RECORD EXCERPTS Block Start
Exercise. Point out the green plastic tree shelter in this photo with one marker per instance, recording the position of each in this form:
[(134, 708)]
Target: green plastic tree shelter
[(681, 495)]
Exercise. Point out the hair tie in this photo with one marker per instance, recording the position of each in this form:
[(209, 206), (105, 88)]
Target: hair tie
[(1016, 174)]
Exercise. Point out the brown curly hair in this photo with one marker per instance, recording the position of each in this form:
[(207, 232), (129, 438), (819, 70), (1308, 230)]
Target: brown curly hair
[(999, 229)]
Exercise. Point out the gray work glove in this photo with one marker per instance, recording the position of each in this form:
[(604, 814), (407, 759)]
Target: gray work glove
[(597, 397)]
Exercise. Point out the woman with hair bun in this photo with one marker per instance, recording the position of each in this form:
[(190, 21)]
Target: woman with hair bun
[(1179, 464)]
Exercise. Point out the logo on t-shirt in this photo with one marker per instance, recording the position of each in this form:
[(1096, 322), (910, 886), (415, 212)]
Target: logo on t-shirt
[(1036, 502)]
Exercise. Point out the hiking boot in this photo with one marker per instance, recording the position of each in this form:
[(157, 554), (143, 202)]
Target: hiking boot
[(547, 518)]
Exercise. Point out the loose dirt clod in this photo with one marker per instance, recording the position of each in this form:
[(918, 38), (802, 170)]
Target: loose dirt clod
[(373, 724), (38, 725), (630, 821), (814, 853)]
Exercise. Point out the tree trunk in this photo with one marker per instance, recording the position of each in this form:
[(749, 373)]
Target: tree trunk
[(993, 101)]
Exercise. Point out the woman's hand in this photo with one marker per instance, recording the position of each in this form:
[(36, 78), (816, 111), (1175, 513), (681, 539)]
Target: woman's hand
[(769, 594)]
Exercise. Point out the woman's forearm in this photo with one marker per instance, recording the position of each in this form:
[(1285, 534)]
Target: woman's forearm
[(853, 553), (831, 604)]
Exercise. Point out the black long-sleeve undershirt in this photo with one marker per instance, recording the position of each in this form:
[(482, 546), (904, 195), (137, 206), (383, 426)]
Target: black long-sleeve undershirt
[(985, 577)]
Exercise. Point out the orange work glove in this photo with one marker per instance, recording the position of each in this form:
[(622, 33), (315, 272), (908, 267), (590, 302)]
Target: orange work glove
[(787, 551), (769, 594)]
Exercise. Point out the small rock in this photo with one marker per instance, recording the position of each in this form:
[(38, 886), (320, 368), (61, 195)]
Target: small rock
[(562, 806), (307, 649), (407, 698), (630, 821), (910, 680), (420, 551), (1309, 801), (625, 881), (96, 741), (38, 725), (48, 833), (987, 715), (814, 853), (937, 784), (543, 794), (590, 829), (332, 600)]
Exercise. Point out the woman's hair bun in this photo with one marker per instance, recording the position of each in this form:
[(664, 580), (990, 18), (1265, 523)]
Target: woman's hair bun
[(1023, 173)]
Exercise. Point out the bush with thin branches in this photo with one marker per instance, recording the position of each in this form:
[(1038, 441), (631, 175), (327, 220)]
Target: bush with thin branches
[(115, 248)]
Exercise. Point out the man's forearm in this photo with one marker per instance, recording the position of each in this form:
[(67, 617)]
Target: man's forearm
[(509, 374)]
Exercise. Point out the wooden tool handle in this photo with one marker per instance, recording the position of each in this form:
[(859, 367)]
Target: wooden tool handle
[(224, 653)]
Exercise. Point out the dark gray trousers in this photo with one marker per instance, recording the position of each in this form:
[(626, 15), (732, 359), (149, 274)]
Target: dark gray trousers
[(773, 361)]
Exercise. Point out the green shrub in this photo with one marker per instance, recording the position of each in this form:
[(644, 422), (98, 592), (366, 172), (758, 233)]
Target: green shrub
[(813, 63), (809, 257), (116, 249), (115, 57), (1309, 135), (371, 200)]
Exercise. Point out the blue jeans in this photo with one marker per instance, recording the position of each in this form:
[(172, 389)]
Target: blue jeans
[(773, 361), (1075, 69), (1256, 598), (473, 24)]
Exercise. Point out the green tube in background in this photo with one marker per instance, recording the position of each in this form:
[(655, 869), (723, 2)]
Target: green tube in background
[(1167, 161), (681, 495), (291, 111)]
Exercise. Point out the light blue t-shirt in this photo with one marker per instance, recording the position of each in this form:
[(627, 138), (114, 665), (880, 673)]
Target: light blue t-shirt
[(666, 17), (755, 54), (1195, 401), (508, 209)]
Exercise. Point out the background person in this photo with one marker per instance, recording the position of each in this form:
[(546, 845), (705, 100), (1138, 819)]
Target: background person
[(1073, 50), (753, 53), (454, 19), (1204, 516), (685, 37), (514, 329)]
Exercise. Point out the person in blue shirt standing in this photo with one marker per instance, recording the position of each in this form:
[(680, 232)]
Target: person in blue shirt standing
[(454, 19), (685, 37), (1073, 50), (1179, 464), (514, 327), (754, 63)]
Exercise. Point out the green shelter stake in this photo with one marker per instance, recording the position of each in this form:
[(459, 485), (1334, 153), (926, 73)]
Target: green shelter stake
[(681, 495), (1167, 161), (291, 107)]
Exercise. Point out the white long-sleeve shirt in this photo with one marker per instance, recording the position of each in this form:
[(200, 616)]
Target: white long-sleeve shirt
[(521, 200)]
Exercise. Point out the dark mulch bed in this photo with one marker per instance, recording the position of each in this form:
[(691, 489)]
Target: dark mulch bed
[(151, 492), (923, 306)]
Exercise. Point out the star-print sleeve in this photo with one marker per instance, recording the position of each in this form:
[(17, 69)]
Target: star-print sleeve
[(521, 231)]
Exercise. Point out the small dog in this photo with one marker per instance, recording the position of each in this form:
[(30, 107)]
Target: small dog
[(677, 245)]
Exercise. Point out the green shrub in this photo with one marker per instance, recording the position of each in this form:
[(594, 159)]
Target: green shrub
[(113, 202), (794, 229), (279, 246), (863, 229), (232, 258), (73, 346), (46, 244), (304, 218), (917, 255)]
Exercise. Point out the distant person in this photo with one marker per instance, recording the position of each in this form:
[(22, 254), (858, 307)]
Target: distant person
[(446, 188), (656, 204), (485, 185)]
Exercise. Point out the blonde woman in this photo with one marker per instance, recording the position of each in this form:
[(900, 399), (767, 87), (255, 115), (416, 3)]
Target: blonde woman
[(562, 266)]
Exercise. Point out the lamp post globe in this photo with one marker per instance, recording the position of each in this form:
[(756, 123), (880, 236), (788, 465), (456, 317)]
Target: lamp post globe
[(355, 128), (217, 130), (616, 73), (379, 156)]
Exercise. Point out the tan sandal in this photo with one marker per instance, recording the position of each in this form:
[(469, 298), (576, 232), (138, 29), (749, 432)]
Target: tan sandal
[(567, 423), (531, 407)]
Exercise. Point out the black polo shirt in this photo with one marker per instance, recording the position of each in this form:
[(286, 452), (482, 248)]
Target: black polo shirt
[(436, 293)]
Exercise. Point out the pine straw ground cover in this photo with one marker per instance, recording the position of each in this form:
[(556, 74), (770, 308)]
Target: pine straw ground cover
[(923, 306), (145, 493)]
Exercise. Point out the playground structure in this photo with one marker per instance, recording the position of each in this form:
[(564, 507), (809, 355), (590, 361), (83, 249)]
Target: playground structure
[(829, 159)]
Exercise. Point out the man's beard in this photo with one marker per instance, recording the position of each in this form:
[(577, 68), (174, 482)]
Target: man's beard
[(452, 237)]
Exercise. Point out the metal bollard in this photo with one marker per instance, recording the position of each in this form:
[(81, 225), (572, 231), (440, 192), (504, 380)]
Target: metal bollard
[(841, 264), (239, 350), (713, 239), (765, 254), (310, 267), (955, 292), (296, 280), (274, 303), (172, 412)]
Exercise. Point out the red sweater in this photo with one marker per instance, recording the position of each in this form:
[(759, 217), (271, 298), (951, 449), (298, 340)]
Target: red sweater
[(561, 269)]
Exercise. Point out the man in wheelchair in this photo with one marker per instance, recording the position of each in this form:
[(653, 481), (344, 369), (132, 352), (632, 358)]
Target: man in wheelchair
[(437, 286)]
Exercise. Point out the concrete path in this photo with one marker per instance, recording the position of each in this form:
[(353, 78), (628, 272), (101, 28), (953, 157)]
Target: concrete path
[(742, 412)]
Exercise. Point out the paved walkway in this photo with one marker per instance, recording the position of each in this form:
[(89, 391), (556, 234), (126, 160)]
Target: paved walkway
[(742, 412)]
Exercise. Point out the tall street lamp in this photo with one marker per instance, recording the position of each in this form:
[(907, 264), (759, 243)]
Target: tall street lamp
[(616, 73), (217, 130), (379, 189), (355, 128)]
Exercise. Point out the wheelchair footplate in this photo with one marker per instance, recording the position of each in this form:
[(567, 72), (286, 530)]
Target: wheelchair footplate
RECORD EXCERPTS Block End
_EXERCISE GOAL:_
Write out the records above exactly, from the opening line to the line with "Exercise. Point out the woman's hand", including both, with nothing added.

_SOLUTION BELOW:_
Exercise. Point out the green plastic tree shelter in this photo with one marker per instance, recording the position of each in this form:
[(134, 708)]
Target: green plastic tree shelter
[(681, 495)]
Exercise. Point out the hair tie in this photo with one marker per instance, recording the position of each in this form:
[(209, 206), (105, 88)]
Target: hair tie
[(1016, 174)]
Exercise. Point out the brown curly hair in this photo with one marker per instance, recording the position of each in this form:
[(207, 232), (129, 438), (819, 70), (1308, 230)]
Target: brown curly hair
[(999, 229)]
Exercise. Point out the gray work glove in this photo with one marker per instance, recording the position of each in this form:
[(604, 814), (407, 759)]
Target: gray work glove
[(597, 397)]
Exercise. Point out the woman with hair bun in this photo with one marker per instance, recording the position of each in this form:
[(190, 21)]
Target: woman with hair bun
[(1179, 464)]
Exercise. Point out the logo on t-shirt in this photo with one marker per instance, recording the position of each in this form:
[(1096, 322), (910, 886), (415, 212)]
Target: logo on t-shirt
[(1036, 502)]
Exercise. Point out the hiking boot in this photo with one marker per instance, recording the position of each in this form:
[(157, 554), (143, 202)]
Target: hiking boot
[(547, 518)]
Exercise. Point out the loose dirt clod in this photo with one marker per instance, recording the position of each in this form:
[(918, 38), (802, 170)]
Target: loose dirt clod
[(373, 724), (38, 725), (630, 821), (814, 853)]
Exercise. Point out the tree trunk in this photo with one marker per instance, recording the position of each in this form:
[(749, 373)]
Target: tree trunk
[(993, 101)]
Exercise. Point out the woman's hand in this photo with one marker per instance, recording the position of each in this form:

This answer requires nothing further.